* **Jobs**
A - Please set down everything in the refugee gift post from "John Adams wrote" down to "minds of men.", word for word.
B - According to the refugee gift post, what organization created the Amazon Gift Page?
--- start Selected excerpt ---
Two young refugees thank you for your generosity. Keeping the torch lit.

My donation today: A red Pumpkin shaped Whistling Teapot, $12.08. Something the newly-arrived rescue families could use.

John Adams wrote that it does not take a majority to prevail, rather an irate, tireless minority, keen on setting brushfires of freedom in the minds of men.

The Amazon Gift Page, created by the U.S. Committee on Refugees And Immigration,  is such a brushfire, and it is burning brightly. You are lighting the sparks, the Army Of Good. The page was set up to welcome the new refugees arriving in upstate New York – they are still coming, at least for now. They need everything, from prayer rugs to teapots.

And I can't think of a more fitting gift for them, many are Muslims, and they pray towards Mecca five times a day. We practice freedom of worship here.  The prayer rugs range from $2 to $4. I have been buying one a day. It is easy to send these gifts to a warehouse in Albany, N.Y via Amazon.,  they are inexpensive.

Every morning, I chose a different gift and send it to the refugees, these two young women overcame their discomfort and fear about being photographed because they wanted to thank people for the gifts they are receiving. We have filled the warehouse more than once.

Power always thinks it is doing God's service, wrote Adams, "when it is violating all  his laws." He was a wise man, devoted to the idea of his government as a compassionate and just one.
--- end Selected excerpt ---
--- start Stored records ---
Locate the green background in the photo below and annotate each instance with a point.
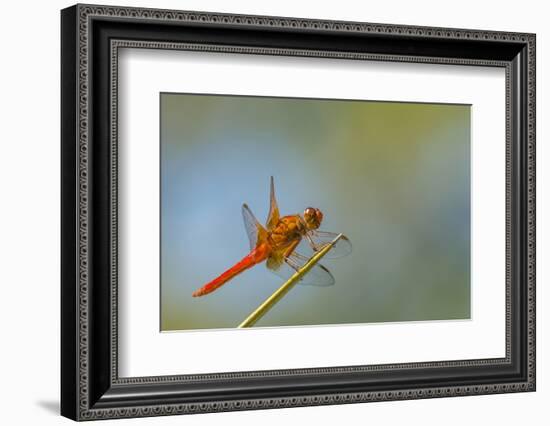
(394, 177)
--- end Stored records ---
--- start Stored records ---
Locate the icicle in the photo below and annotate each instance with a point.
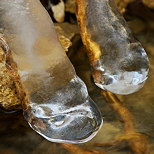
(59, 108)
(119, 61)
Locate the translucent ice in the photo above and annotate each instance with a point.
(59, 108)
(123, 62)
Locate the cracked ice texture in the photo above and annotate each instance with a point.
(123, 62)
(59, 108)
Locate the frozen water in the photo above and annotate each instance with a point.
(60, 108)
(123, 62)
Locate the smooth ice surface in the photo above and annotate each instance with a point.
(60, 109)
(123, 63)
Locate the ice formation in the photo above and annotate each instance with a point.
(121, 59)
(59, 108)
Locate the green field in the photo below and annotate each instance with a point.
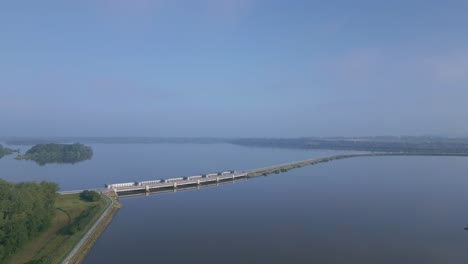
--- end Stored records ---
* **Answers to the exercise**
A -
John Adams wrote that it does not take a majority to prevail, rather an irate, tireless minority, keen on setting brushfires of freedom in the minds of men.

B - The U.S. Committee on Refugees And Immigration.